• **Text block**

Mind the Gap:
Challenges in the Lack of Organs for Transplantation
Professor Anthony Warrens is Dean for Education and Director of the Institute for Health Sciences Education at Barts and The London School of Medicine & Dentistry, Queen Mary University of London. He is Professor of Renal and Transplantation Medicine and an Honorary Consultant Renal Physician at the Royal London Hospital where he has a particular interest in transplantation medicine but continues to participate in the management of a full range of patients with renal disease. He is a Non-Executive Director of Barking, Havering and Redbridge University NHS Trust and sits on both the Advisory Committee for Safety in Blood, Tissues and Organs and the UK Donation Ethics Committee. He is President-Elect of the British Transplantation Society and is a past President of the Section of Transplantation of the Royal Society of Medicine. His research interests include attitudes to organ donation, particularly in different ethnic groups, and biological mechanisms of rejection.
He trained at the Universities of Glasgow (BSc), Oxford (DM) and London (PhD) and undertook a period of post-doctoral training at the Massachusetts General Hospital, Harvard Medical School, Boston, USA.
To fill the yawning gaps in his diary, he is Chair of Council of the London School of Jewish Studies (LSJS) and a trustee of the UJIA as well as being a governor of Immanuel College.

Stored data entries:
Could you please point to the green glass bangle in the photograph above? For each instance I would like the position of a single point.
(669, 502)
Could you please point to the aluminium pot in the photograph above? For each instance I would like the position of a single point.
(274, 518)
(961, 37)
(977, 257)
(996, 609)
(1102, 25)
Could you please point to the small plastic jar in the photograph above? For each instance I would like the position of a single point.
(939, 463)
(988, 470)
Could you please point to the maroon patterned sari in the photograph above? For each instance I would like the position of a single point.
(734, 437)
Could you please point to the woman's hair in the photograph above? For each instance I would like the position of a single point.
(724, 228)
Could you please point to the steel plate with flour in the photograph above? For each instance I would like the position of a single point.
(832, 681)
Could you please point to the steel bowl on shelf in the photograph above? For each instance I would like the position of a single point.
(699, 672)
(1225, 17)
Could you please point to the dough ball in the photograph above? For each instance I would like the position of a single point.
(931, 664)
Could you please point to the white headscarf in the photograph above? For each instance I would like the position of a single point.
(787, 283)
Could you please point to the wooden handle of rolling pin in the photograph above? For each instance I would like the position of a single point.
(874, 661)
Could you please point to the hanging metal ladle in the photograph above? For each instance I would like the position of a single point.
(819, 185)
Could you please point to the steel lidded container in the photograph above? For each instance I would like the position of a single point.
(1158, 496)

--

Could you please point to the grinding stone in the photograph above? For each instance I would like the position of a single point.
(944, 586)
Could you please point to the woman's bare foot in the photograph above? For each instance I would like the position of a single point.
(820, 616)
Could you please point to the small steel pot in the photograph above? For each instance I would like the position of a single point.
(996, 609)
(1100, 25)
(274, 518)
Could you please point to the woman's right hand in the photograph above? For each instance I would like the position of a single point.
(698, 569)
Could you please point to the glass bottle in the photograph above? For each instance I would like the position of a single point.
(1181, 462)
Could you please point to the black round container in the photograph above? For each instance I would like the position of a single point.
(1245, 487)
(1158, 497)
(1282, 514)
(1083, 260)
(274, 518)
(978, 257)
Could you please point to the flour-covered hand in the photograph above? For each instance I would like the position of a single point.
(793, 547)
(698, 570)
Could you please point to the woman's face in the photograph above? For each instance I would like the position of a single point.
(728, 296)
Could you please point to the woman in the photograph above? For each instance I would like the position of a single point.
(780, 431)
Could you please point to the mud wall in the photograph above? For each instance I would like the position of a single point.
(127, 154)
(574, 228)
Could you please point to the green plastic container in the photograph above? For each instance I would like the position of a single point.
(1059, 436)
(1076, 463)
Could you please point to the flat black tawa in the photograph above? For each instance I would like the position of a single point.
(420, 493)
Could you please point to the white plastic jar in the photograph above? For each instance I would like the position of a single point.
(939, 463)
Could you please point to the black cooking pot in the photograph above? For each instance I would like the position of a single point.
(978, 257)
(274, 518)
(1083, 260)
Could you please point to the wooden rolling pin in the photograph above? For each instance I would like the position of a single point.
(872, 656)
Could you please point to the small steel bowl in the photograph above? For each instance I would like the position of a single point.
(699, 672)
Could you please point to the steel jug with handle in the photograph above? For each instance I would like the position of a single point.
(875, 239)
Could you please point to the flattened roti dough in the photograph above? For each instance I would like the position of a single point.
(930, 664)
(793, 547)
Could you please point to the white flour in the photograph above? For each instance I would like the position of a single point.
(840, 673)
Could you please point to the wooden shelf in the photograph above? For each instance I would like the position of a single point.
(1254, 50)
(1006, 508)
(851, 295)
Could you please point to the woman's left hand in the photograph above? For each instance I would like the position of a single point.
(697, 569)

==

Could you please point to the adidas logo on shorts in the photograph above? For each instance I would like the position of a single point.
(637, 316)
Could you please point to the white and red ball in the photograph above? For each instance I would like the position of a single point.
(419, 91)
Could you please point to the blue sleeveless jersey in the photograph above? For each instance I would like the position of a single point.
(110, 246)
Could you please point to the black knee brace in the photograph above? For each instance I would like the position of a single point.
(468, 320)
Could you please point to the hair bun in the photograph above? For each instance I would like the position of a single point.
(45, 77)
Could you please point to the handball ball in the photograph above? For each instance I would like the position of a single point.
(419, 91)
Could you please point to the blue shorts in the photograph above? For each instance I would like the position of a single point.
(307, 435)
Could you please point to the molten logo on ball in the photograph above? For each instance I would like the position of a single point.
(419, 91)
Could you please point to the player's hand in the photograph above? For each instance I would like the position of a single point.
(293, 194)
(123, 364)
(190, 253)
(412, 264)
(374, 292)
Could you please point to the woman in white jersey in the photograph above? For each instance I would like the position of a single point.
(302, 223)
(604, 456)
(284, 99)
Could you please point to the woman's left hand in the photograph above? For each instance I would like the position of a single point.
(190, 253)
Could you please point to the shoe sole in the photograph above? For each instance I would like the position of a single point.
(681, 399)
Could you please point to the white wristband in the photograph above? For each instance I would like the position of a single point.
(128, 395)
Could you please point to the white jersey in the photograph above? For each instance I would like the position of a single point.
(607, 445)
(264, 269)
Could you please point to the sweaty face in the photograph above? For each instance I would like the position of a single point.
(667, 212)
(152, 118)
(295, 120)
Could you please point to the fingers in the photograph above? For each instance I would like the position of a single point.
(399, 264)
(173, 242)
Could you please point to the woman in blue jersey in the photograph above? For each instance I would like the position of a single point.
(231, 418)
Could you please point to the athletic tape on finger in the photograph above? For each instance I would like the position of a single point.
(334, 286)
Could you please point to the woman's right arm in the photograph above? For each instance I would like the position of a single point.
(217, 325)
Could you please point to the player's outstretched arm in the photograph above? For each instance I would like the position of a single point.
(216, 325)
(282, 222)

• **Tasks and exercises**
a) From the biography of Professor Anthony Warrens, extract everything from "To fill the" down to "of Immanuel College." word for word.
b) Write what comes next in the biography of Professor Anthony Warrens, picking up after its final sentence.

• **Responses**
a)
To fill the yawning gaps in his diary, he is Chair of Council of the London School of Jewish Studies (LSJS) and a trustee of the UJIA as well as being a governor of Immanuel College.

b)
Professor Warrens highlighted the major health problem of the widening gap between the need for and the supply of organs for transplantation. At the moment three people die every day on the UK waiting list because an organ has not become available for them. While alternatives such as animal organs and stem cell technology are the subject of major research, no real alternative is yet available. Nor has it proved possible to find ways of switching off the immune response to a graft and thus avoiding rejection without very powerful immunosuppressive drugs (i.e. to induce ‘immunological tolerance’). As a result, we have started using organs that we would not previously have considered, such as those from other, less well donors, or ABO-blood group incompatible donors – with surprising success. However, most success has come from promoting the use of organs from living donors and from people whose deaths have been defined by circulatory failure rather than the classical brain-stem death criteria. Judaism’s attitude to donation is very positive in principle, as it is to any life-saving procedure. Its sole concern is in defining death and not hastening death. There remains a difference of opinion amongst rabbinic authority as to whether brain stem death is acceptable under Jewish law. Discussions continue.